* **Instructions**
• A. In the piece on Grand Canonical Monte Carlo simulations, by how much has the H4D approach raised the success rate?
• B. Transcribe the piece on Grand Canonical Monte Carlo simulations word for word, from "Using non-equilibrium hybrid" up to and including "orders of magnitude.".

* **Passage to read**
----------------------------------------
Original method used to investigate process of inserting/deleting a particle during Grand-Canonical Monte Carlo Simulations
DOI: 10.1063/1.5118428
Original method used to investigate process of inserting/deleting a particle during Grand-Canonical Monte Carlo Simulations lead image
The study of the insertion/deletion of particles in statistical thermodynamics has faced several challenges. Specifically, within numerical simulations, the ability to impose the chemical potential provides valuable extra information, which is out of reach using the standard canonical or isobaric conditions. Within the Grand Canonical ensemble, the usual procedures based on sudden creation/deletion of a particle fail in dense, cohesive systems, often leading to rejection.
Using non-equilibrium hybrid insertion/extraction through the fourth dimension within a Grand Canonical Monte Carlo simulation, Belloni developed a new strategy for changing the particle number and successfully slowed the time for particles to react to the insertion/extraction process. Belloni compares this to the set up of a billiards game.
Contrary to the standard instantaneous process, the new technique investigates continuous insertion/extraction through an artificial frontier of a cubic cell, obtained by the addition of a fourth dimension. This gives time for the fluid to relax around the created molecule or cavity before the Grand Canonical Monte Carlo acception decision. The H4D approach has increased the success rate by orders of magnitude.
----------------------------------------
* **Supplied information**
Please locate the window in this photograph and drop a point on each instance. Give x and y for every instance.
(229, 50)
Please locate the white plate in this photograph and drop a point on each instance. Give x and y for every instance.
----------------------------------------
* **Answers in order**
• A. By orders of magnitude.

• B.
Using non-equilibrium hybrid insertion/extraction through the fourth dimension within a Grand Canonical Monte Carlo simulation, Belloni developed a new strategy for changing the particle number and successfully slowed the time for particles to react to the insertion/extraction process. Belloni compares this to the set up of a billiards game.
Contrary to the standard instantaneous process, the new technique investigates continuous insertion/extraction through an artificial frontier of a cubic cell, obtained by the addition of a fourth dimension. This gives time for the fluid to relax around the created molecule or cavity before the Grand Canonical Monte Carlo acception decision. The H4D approach has increased the success rate by orders of magnitude.